═════ Trecho do documento

A CPMF E A ANTERIORIDADE DA LEI TRIBUTÁRIA
Considerações
Sumário
1. INTRODUÇÃO
Tema bastante em voga no momento são as questões que abordam a legalidade da CPFM em vários campos.
Este trabalho tem por escopo a exposição de um destes temas, que vem a ser a aplicação ou não do princípio da anterioridade da Lei Tributária para os dispositivos que prorrogam a CPMF.
2. HISTÓRICO
Preliminarmente, para uma melhor compreensão do tema, será traçado um histórico sobre a CPMF, abordando os principais aspectos de sua existência.
A Lei Complementar nº 77, de 13 de julho de 1993, instituiu o Imposto Provisório sobre a Movimentação ou a Transmissão de Valores e de Créditos e Direitos de Natureza Financeira - IPMF, que vigorou de 1º de janeiro de 1994 até 31 de dezembro de 1994. O IPMF possuía alíquota de 0,25% (vinte e cinco cetésimos por cento), incidindo sobre os débitos lançados sobre as contas mantidas pelas instituições financeiras.

══════════
═════ Seção de dados

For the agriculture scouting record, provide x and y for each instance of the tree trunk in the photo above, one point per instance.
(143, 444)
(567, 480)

══════════

Problemas a resolver:
• a. Responda, por favor, às perguntas abaixo com base no texto sobre a CPMF:
(i) Qual lei instituiu o IPMF?
(ii) Qual era a alíquota do IPMF?
(iii) Qual princípio o trabalho examina em relação aos dispositivos que prorrogam a CPMF?
• b. Dê continuidade ao texto sobre a CPMF e a anterioridade da lei tributária, começando logo depois da última frase apresentada.

Respostas esperadas:
• a.
(i) A Lei Complementar nº 77, de 13 de julho de 1993.
(ii) 0,25%.
(iii) O princípio da anterioridade da Lei Tributária.

• b.
Este imposto foi a base do nascimento da Contribuição Provisória sobre Movimentação Financeira (CPMF), que surge no ordenamento jurídico brasileiro com a Emenda Constitucional nº 12, de 15 de agosto de 1996, que acrescentou o Art. 74 ao Ato das Disposições Constitucionais Transitórias - ADCT:
“Art. 74 - A União poderá instituir contribuição provisória sobre movimentação ou transmissão de valores e de créditos e direitos de natureza financeira.
§ 1º - A alíquota da contribuição de que trata este artigo não excederá a vinte e cinco centésimos por cento, facultado ao Poder Executivo reduzi-la ou restabelecê-la, total ou parcialmente, nas condições e limites fixados em lei.
§ 2º - À contribuição de que trata este artigo não se aplica o disposto nos arts. 153, § 5º, e 154, I, da Constituição.
§ 3º - O produto da arrecadação da contribuição de que trata este artigo será destinado integralmente ao Fundo Nacional de Saúde, para financiamento das ações e serviços de saúde.
§ 4º - A contribuição de que trata este artigo terá sua exigibilidade subordinada ao disposto no art. 195, § 6º, da Constituição, e não poderá ser cobrada por prazo superior a dois anos”.
Em 25.10.1996 foi publicada a Lei nº 9.311, de 24 de outubro de 1996, instituindo a Contribuição Provisória sobre Movimentação ou Transmissão de Valores e de Créditos e Direitos de Natureza Financeira - CPMF. Nesta redação, a cobrança da CPMF incidiria sobre os fatos geradores ocorridos no período de 13 (treze) meses.
Com o advento da Lei nº 9.539, publicada em 15.12.1997, a cobrança da CPMF foi estendida, incidindo sobre os fatos geradores ocorridos no prazo de 24 (vinte e quatro) meses, contados a partir de 23 de janeiro de 1997, completando, assim, os 24 (vinte e quatro) meses permitidos pela Emenda Constitucional nº 12/1996.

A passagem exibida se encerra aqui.